Problem set
**1.** Copy word for word the part of the article on sick children at school that opens with the words containing "The FOLA parents’" and closes with "without informing teachers.".
**2.** Answer these questions from the article on sick children at school:
(a) What share of those surveyed said they gave their kids paracetamol before school?
(b) Who chairs the FOLA parents' organization?
(c) In which town is the Børnehuset daycare institution?
**3.** Write the next part of the article on sick children at school, starting after its final sentence.

Page text
------------------------
Moreover, 21 percent of those surveyed admitted to medicating their kids with paracetamol, such as Panodil, before sending them to school.

The FOLA parents’ organisation is shocked by the findings.

“I think it is absolutely crazy. It simply cannot be that a child goes to school sick and plays with lots of other children. Then we are faced with the fact that they will infect the whole institution,” said FOLA chair Signe Nielsen.

Pill pushers
At the Børnehuset daycare institution in Silkeborg a meeting was called where parents were implored not to bring their sick children to school.

At Børnehuset there are fears that parents prefer to pack their kids off with a pill without informing teachers.

“We occasionally have children who that they have had a pill for breakfast,” said headteacher Susanne Bødker. “You might think that it is a Panodil more than a vitamin pill, if it is a child who has just been sick, for example.”
------------------------
Data supplied
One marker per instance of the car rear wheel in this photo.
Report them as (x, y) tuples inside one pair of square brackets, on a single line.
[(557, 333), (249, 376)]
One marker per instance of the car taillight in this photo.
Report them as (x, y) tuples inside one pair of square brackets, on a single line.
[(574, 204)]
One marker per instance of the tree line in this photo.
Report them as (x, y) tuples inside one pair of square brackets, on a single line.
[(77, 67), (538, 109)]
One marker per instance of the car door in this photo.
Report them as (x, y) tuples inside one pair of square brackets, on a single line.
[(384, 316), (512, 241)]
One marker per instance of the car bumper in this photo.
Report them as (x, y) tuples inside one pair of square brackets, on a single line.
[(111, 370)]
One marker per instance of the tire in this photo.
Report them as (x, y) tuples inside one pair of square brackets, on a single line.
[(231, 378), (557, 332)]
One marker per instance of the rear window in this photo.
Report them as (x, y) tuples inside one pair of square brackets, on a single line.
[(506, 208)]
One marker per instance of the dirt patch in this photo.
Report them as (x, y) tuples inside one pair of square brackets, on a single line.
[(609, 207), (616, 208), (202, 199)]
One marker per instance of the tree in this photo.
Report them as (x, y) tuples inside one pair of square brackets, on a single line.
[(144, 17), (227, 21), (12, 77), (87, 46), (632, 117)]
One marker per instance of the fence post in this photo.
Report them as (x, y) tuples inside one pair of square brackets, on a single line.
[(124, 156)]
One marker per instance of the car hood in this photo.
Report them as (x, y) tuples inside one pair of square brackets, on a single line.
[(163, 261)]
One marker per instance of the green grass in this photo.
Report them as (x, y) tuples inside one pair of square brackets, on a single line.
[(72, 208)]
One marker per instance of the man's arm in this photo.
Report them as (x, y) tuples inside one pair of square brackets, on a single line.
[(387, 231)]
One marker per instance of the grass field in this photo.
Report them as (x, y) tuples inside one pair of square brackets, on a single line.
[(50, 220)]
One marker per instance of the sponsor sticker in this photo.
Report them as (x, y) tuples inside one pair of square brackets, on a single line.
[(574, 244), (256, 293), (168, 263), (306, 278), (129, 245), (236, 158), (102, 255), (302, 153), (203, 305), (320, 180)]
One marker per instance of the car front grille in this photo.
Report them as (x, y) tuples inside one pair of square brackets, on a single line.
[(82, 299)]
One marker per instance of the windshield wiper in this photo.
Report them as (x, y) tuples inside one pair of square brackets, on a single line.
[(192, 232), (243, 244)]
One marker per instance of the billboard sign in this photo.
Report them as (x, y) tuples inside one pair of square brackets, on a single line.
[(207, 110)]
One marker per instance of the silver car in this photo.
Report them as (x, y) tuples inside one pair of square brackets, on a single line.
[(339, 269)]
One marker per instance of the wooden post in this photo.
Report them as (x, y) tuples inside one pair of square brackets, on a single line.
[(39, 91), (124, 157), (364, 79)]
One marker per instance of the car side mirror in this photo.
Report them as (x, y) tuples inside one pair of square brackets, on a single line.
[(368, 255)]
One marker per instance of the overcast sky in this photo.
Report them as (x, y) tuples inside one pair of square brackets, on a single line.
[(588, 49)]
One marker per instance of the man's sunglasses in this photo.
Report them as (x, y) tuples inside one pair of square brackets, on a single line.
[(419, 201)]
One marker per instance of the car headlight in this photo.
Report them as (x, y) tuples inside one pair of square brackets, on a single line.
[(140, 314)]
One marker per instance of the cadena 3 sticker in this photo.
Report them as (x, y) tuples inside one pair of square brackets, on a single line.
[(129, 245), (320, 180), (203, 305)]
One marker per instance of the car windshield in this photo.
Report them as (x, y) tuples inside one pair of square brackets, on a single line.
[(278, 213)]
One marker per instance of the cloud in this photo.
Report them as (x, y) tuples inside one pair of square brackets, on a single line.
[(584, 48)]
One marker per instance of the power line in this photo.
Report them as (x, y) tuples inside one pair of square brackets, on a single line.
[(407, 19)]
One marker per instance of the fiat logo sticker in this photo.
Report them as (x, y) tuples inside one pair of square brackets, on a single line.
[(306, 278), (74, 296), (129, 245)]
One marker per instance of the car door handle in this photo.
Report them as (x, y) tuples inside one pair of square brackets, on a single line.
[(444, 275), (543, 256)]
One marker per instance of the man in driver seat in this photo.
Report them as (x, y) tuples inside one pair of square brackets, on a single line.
------------------------
Outputs for the tasks
**1.**
The FOLA parents’ organisation is shocked by the findings.

“I think it is absolutely crazy. It simply cannot be that a child goes to school sick and plays with lots of other children. Then we are faced with the fact that they will infect the whole institution,” said FOLA chair Signe Nielsen.

Pill pushers
At the Børnehuset daycare institution in Silkeborg a meeting was called where parents were implored not to bring their sick children to school.

At Børnehuset there are fears that parents prefer to pack their kids off with a pill without informing teachers.

**2.**
(a) 21 percent
(b) Signe Nielsen
(c) Silkeborg

**3.**
Parents sick and tired
Parents, when confronted, often cite pressure at work as a reason for not being able to stay at home with their children.

Many declare that they simply cannot take another day off, as they are afraid of being fired.

Allan Randrup Thomsen, a professor of virology at KU, has heavily criticised the parents’ actions, describing the current situation as a “vicious circle”.

“It promotes the spread of viruses, and it adds momentum to a cycle where parents are pressured by high levels of sick-leave. If they then choose to send the children to daycare while they are still recovering, they keep the epidemic going in daycares, and this in turn puts a greater burden on the parents.”